主从复制(上)

  1. 简介
    1.1 什么是复制?
    复制:是将一台MySQL实例(master),发生的DML、DDL等修改操作记录到binlog中,源源不断传输副本库,副本库应用日志,达到一个和主库数据接近一致的状态。
    1.2 应用场景
    a. 备份。
    b. 高可用。
    c. 读写分离
    d. 分布式架构
  2. 主从复制前提(搭建过程)
    2.1 2台以上数据库实例,server_id ,server_uuid
#启动多实例
[root@db01 oldguo]# systemctl start mysqld3307
[root@db01 oldguo]# systemctl start mysqld3308
[root@db01 oldguo]# systemctl start mysqld3309
[root@db01 oldguo]# netstat -tulnp
[root@db01 oldguo]# mysql -S /tmp/mysql3307.sock -e "select @@server_id;select @@server_uuid"
+-------------+
| @@server_id |
+-------------+
|           7 |
+-------------+
+--------------------------------------+
| @@server_uuid                        |
+--------------------------------------+
| d639b892-ba7b-11ea-9d00-000c295bb94f |
+--------------------------------------+
[root@db01 oldguo]# mysql -S /tmp/mysql3308.sock -e "select @@server_id;select @@server_uuid"
+-------------+
| @@server_id |
+-------------+
|           8 |
+-------------+
+--------------------------------------+
| @@server_uuid                        |
+--------------------------------------+
| d8e965c5-ba7b-11ea-9d1e-000c295bb94f |
+--------------------------------------+
[root@db01 oldguo]# mysql -S /tmp/mysql3309.sock -e "select @@server_id;select @@server_uuid"
+-------------+
| @@server_id |
+-------------+
|           9 |
+-------------+
+--------------------------------------+
| @@server_uuid                        |
+--------------------------------------+
| dc20d2d8-ba7b-11ea-9f57-000c295bb94f |
+--------------------------------------+
[root@db01 oldguo]# 

2.2 主库开启binlog

[root@db01 oldguo]# mysql -S /tmp/mysql3307.sock -e "select @@log_bin;"
+-----------+
| @@log_bin |
+-----------+
|         1 |
+-----------+

2.3 主库开启专门的复制用户

[root@db01 oldguo]# mysql -S /tmp/mysql3307.sock -e "grant replication slave on *.* to repl@'10.0.0.%' identified by '123'"

2.4 “补课”: 备份主库恢复至从库(主库7从库89)

#全备主库数据
root@db01 oldguo]# mysqldump -S /tmp/mysql3307.sock -A --master-data=2 >/tmp/full.sql
#在从库上恢复
[root@db01 oldguo]# mysql -S /tmp/mysql3308.sock -e "source /tmp/full.sql"

### 练习任务:
1. 判断下列三项陈述是否与主从复制一文相符，逐项回答“是”或“否”，并原样引用文中起决定作用的字句：(a) 作为主库的实例，其server_id为7；(b) 主库全备完成后，首先在3309实例上进行恢复；(c) 复制可使副本库达到与主库数据完全一致的状态。
2. 请从主从复制一文的最后一句之后续写。
其后所附各行均无需参阅。

### 所示数据:

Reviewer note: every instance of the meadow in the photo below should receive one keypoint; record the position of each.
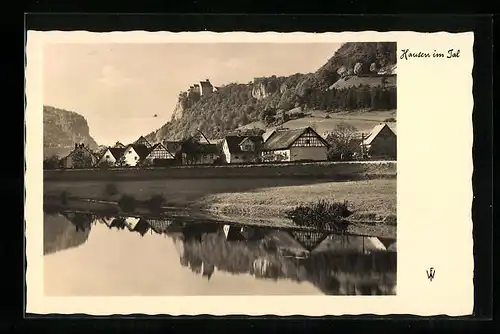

### 练习答案:
1.
(a) 是。“主库7从库89”
(b) 否。“mysql -S /tmp/mysql3308.sock -e "source /tmp/full.sql"”
(c) 否。“达到一个和主库数据接近一致的状态”

2.
[root@db01 oldguo]# mysql -S /tmp/mysql3309.sock -e "source /tmp/full.sql"

2.5 开启主从
a.

mysql> help change master to #获取配置信息
CHANGE MASTER TO
  MASTER_HOST='master2.example.com',
  MASTER_USER='replication',
  MASTER_PASSWORD='password',
  MASTER_PORT=3306,
  MASTER_LOG_FILE='master2-bin.001',
  MASTER_LOG_POS=4,
  MASTER_CONNECT_RETRY=10;
[root@db01 data]# grep '\-- \CHANGE' /tmp/full.sql 
-- CHANGE MASTER TO MASTER_LOG_FILE='mysql-bin.000002', MASTER_LOG_POS=21103277;
#分别在从库中执行
[root@db01 /data 15:45:36]# mysql -S /tmp/mysql3308.sock 
CHANGE MASTER TO
  MASTER_HOST='10.0.0.51',
  MASTER_USER='repl',
  MASTER_PASSWORD='123',
  MASTER_PORT=3307,
  MASTER_LOG_FILE='mysql-bin.000002',
  MASTER_LOG_POS=21103277,
  MASTER_CONNECT_RETRY=10;

b. 开启复制线程

mysql> start slave;

c. 检测状态

[root@db01 data]# mysql -S /tmp/mysql3308.sock -e "show slave status\G"|grep "Running:"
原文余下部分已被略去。